What is asked:
Please reproduce each of the entries below word for word.

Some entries
-=-=-=-=-
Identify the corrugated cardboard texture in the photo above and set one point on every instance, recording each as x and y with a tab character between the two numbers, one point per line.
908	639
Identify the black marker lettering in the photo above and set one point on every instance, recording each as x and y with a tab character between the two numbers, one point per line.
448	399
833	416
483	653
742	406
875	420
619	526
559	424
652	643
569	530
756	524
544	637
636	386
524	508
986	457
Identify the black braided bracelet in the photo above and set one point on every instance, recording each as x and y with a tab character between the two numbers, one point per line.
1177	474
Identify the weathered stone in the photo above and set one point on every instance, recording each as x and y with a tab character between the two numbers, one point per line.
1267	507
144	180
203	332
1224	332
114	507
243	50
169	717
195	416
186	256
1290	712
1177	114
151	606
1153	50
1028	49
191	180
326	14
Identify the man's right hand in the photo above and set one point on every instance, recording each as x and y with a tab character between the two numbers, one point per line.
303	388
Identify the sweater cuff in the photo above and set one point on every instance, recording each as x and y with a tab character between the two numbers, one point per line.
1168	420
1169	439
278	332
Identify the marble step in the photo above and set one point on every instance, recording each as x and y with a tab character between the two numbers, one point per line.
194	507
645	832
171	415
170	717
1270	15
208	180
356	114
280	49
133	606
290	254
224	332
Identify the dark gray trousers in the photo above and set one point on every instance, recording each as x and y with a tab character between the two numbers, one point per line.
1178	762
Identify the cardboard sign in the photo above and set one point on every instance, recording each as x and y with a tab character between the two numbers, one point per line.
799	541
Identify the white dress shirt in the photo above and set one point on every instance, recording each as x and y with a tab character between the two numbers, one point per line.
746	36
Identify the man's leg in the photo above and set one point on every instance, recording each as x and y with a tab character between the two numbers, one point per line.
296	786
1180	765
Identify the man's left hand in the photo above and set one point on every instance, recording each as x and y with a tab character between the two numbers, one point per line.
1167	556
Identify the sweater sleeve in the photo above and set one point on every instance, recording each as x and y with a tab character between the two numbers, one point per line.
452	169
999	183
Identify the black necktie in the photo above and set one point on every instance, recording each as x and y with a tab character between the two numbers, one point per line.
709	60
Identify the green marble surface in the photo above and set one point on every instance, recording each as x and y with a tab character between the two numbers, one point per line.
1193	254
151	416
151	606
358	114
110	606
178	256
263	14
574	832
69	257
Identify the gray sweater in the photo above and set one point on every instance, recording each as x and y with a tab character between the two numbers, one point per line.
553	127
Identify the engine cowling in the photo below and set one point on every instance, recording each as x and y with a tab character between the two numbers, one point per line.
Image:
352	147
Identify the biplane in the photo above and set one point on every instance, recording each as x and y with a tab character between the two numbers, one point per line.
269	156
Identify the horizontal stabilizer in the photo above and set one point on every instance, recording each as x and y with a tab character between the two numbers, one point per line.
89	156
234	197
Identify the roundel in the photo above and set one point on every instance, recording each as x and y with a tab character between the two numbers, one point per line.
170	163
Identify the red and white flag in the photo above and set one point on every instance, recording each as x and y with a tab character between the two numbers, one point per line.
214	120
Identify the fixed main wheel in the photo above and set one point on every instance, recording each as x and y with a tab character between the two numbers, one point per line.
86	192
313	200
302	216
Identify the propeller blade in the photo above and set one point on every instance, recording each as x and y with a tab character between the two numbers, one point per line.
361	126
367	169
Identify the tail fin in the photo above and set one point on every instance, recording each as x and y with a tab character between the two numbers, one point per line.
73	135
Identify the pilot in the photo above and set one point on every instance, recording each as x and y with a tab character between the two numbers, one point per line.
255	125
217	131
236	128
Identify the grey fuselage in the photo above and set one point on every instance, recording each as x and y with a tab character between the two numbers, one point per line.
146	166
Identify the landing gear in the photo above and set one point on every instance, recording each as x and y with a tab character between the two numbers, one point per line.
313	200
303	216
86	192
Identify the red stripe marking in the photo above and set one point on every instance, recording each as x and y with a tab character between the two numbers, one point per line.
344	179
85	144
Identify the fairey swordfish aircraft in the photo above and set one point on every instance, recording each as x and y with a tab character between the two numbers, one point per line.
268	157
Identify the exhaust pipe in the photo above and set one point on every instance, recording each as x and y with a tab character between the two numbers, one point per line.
-=-=-=-=-
Full solution:
Identify the corrugated cardboard texture in the photo above and set one point on every instance, recording each as x and y with a tab character between the two numbers, one point per line.
908	639
Identify the black marker lettering in the photo above and set one point on every instance, recording each as x and y with a tab character between the two numbers, one point per line.
448	399
833	416
483	653
742	406
875	420
619	526
559	424
652	643
569	530
756	524
544	637
636	386
524	508
986	457
Identify the black braided bracelet in the photo above and set one point on every instance, recording each as x and y with a tab character between the two numbers, one point per line.
1177	474
Identify the weathered stone in the photo above and set one point on every instance, recording each as x and y with a tab character between the two numbers, one point per line.
1267	507
144	180
203	332
1224	332
114	507
243	50
169	717
195	416
186	256
1290	712
1177	114
151	606
1153	50
1028	49
191	180
326	14
Identify the man's right hand in the photo above and set one point on every instance, recording each as x and y with a tab character between the two numbers, one point per line.
303	388
Identify the sweater cuff in the photo above and set one point on every instance, recording each as x and y with a tab character between the two numbers, one point per line.
1168	420
1169	439
278	332
Identify the marble step in the photo above and set one point on every instance, recording each as x and y with a tab character between the two numbers, one point per line.
194	507
645	832
171	415
170	717
1270	15
208	180
356	114
280	49
133	606
290	254
224	332
Identify the dark gray trousers in the photo above and set one point on every instance, recording each as x and y with a tab character between the two numbers, one point per line.
1178	762
Identify the cardboard sign in the photo above and set one point on every instance, recording each as x and y with a tab character between the two numbers, one point per line.
799	541
Identify the white dress shirt in the photo above and set one point on every instance, recording each as x and y with a tab character between the two numbers, one point per line.
746	36
Identify the man's leg in the photo above and set one point on every instance, recording each as x and y with a tab character between the two numbers, one point per line.
296	786
1180	765
Identify the man's left hand in the photo above and set one point on every instance, recording each as x and y with a tab character between the two numbers, one point per line.
1167	556
Identify the sweater sleeve in the photo above and set one point on every instance, recording each as x and y with a tab character between the two numbers, one point per line.
452	169
999	183
Identify the black necktie in the photo above and set one point on every instance, recording each as x and y with a tab character between the two numbers, one point per line.
709	60
Identify the green marble surface in the photo above and set one point on every instance, recording each as x and y with a tab character between the two numbers, one point per line.
1193	254
151	416
151	606
358	114
110	606
178	256
263	14
574	832
69	257
Identify the gray sweater in the photo above and set one point on every instance, recording each as x and y with a tab character between the two numbers, one point per line.
553	127
Identify the engine cowling in the photo below and set one point on every instance, recording each as x and y with a tab character between the two numbers, one point per line.
Image:
352	147
Identify the biplane in the photo above and set one point on every instance, recording each as x and y with a tab character between the two numbers, one point per line.
269	156
Identify the horizontal stabilizer in the photo above and set one point on every instance, recording each as x and y with a tab character between the two numbers, one point per line.
89	156
234	197
Identify the roundel in the photo above and set one point on every instance, recording each as x and y with a tab character between the two numbers, one point per line.
170	163
Identify the red and white flag in the photo above and set one point on every instance, recording each as x and y with a tab character between the two numbers, one point per line.
214	120
Identify the fixed main wheel in the photo above and set one point on every instance, recording each as x and y with a tab character between the two numbers, one point per line.
86	192
313	200
302	216
Identify the propeller blade in the photo above and set one point on every instance, recording each as x and y with a tab character between the two numbers, one point per line.
361	126
367	169
Identify the tail fin in the photo above and set one point on every instance, recording each as x and y with a tab character between the two numbers, one point per line.
73	135
Identify the pilot in the photo above and set one point on every instance, recording each as x and y with a tab character between the two numbers, one point per line.
255	125
217	131
236	128
Identify the grey fuselage in the photo above and set one point on every instance, recording each as x and y with a tab character between the two numbers, one point per line.
146	166
Identify the landing gear in the photo above and set one point on every instance, recording each as x and y with a tab character between the two numbers, one point per line.
313	200
303	216
86	192
Identify the red stripe marking in the photo above and set one point on every instance, recording each as x and y with a tab character between the two numbers, one point per line.
344	179
85	144
Identify the fairey swordfish aircraft in the photo above and set one point on every instance, recording each as x and y with a tab character between the two numbers, one point per line.
268	157
Identify the exhaust pipe in the photo above and set one point on every instance, recording each as x and y with a tab character between the two numbers, one point per line.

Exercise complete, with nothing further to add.